The Northern Express Herald

Alien Weaponry: Taking te reo to places it’s never been

Henry and Lewis de Jong: A metal road paved by their parents. (Photo / Supplied)

Most rock documentaries from these shores arrive as career obituaries. Alien Weaponry: Kua Tupu Te Ara – about the young band that has incorporated te reo Māori into the very Pākehā genre of heavy metal – is different.

It’s about Alien Weaponry’s first steps from the paddocks of Waipū to the fields of European metal festivals and arrives a month ahead of the band’s third album. So, it’s no eulogy.

But surprisingly and refreshingly, it’s not as serious as the band’s music – a sound that reminds of the adage that heavy metal exists for young men with no wars to fight.

The spirit of this film, one that even the metal-allergic might find enjoyable, is lighter. It’s more like a proud parent’s 21st birthday speech: it’s rambling, funny, touching, a bit awkward and it possibly goes into too much embarrassing detail. And behind it all is that sense of perennial parental amazement: they grow up so fast.

It’s also fitting because the film, an impressive, six-year, fly-on-the-wall feat of endurance by director Kent Belcher, does have an actual proud dad’s 21st speech. That’s from Neil de Jong, father, metalhead, fluent te reo speaker and music coach to drummer Henry and singer-guitarist Lewis.

Collected data:
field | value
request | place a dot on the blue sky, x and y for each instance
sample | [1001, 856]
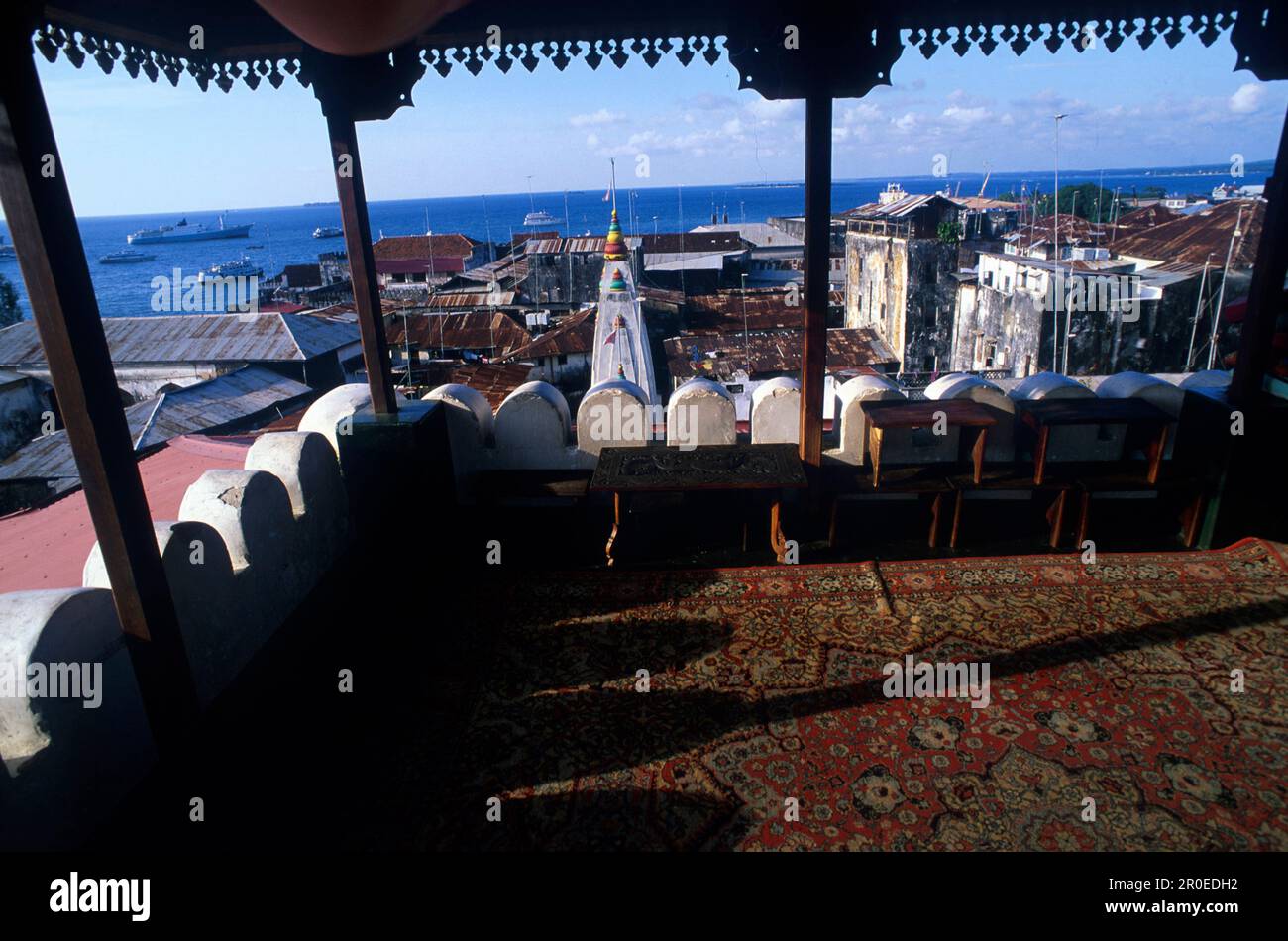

About this exercise: Reproduce the stretch of the Alien Weaponry article from "The spirit of" through "and singer-guitarist Lewis.", swapping "rambling" for "meandering".

Solution for this exercise:
The spirit of this film, one that even the metal-allergic might find enjoyable, is lighter. It’s more like a proud parent’s 21st birthday speech: it’s meandering, funny, touching, a bit awkward and it possibly goes into too much embarrassing detail. And behind it all is that sense of perennial parental amazement: they grow up so fast.

It’s also fitting because the film, an impressive, six-year, fly-on-the-wall feat of endurance by director Kent Belcher, does have an actual proud dad’s 21st speech. That’s from Neil de Jong, father, metalhead, fluent te reo speaker and music coach to drummer Henry and singer-guitarist Lewis.